What is asked: Starting with the line that contains "the blurred background", set down each line through the end of the entries below, exactly and with nothing added.

Extracted entries:
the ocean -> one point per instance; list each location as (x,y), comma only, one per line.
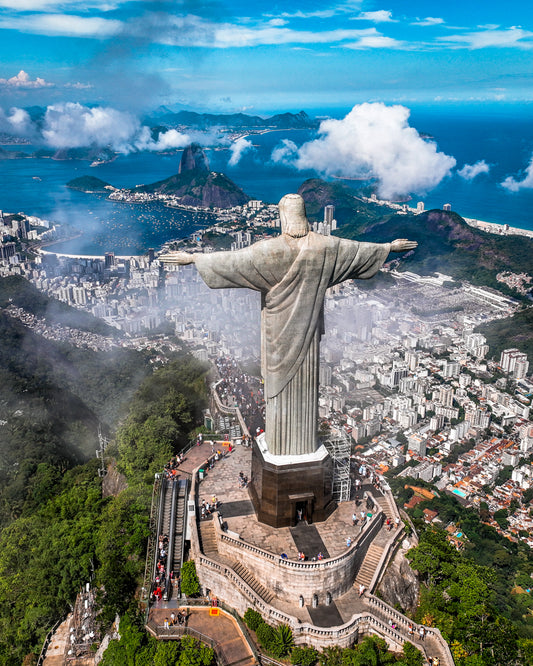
(502,136)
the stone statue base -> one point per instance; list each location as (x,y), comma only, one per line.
(286,489)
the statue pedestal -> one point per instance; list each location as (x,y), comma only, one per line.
(283,488)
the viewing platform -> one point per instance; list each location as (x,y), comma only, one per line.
(245,563)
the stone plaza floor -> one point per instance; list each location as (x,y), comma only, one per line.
(237,511)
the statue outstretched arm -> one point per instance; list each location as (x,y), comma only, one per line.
(179,258)
(402,245)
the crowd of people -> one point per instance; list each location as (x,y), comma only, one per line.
(237,389)
(207,508)
(175,618)
(170,471)
(160,581)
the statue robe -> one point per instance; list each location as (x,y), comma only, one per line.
(292,275)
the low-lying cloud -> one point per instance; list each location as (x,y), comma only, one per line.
(22,81)
(514,185)
(73,125)
(237,149)
(373,141)
(470,171)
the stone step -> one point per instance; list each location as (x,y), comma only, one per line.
(369,566)
(208,537)
(250,579)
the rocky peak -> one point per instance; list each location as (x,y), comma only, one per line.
(194,159)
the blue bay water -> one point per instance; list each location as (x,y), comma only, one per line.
(504,139)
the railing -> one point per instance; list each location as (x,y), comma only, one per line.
(304,629)
(384,559)
(404,621)
(295,564)
(176,632)
(46,643)
(156,514)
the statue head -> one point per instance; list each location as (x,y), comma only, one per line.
(293,218)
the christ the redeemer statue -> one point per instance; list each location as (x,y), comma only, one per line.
(292,272)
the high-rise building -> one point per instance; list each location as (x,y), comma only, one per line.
(329,212)
(514,362)
(109,260)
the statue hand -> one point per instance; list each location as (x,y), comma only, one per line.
(402,245)
(179,258)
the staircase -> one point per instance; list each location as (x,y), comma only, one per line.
(208,538)
(256,586)
(370,564)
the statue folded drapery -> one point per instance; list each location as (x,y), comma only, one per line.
(292,272)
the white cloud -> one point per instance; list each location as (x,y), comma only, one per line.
(72,125)
(376,41)
(512,37)
(22,81)
(286,152)
(429,20)
(470,171)
(54,5)
(373,141)
(63,25)
(166,140)
(79,86)
(514,185)
(379,16)
(238,148)
(16,121)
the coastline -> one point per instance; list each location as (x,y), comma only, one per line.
(498,229)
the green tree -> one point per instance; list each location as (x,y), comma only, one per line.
(282,642)
(252,618)
(303,655)
(411,655)
(190,585)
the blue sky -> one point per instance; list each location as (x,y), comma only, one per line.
(262,57)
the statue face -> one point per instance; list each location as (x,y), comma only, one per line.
(292,214)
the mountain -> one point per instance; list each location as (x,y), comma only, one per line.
(446,243)
(90,184)
(12,154)
(196,185)
(234,120)
(193,158)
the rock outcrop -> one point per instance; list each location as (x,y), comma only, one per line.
(195,185)
(399,585)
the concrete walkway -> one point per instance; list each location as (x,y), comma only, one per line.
(223,482)
(222,628)
(237,512)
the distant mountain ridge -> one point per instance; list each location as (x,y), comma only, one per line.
(446,243)
(196,185)
(235,120)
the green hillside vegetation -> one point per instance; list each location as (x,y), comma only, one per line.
(89,184)
(53,397)
(15,290)
(446,244)
(70,531)
(199,188)
(349,208)
(472,595)
(516,331)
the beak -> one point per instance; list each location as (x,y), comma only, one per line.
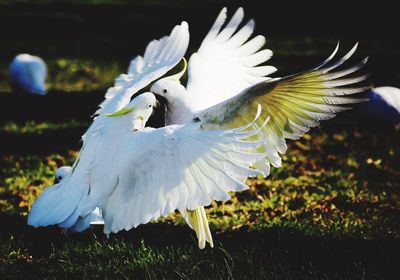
(121,112)
(138,123)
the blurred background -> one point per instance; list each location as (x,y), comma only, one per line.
(332,208)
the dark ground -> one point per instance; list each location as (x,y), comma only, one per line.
(301,34)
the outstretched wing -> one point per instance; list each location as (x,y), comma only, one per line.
(294,104)
(227,62)
(160,56)
(176,167)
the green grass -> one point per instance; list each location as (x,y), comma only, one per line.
(327,213)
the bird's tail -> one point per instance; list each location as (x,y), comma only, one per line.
(58,204)
(197,220)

Solution to this task:
the blurred background -> one point per instance; list each location as (x,y), comma only, one per line.
(332,208)
the dark ground -> one point per instance; list each location as (x,y), comma only, one per line.
(301,34)
the outstretched wing -> one point per instance; list each location as (x,y), comma only, one per line.
(294,104)
(227,62)
(160,56)
(176,167)
the green grass -> one point per instance; list each location as (x,y), comma only, one per line.
(327,213)
the bird's tail -> one point per instance; list each location as (x,y), comma only, one per line.
(58,204)
(197,220)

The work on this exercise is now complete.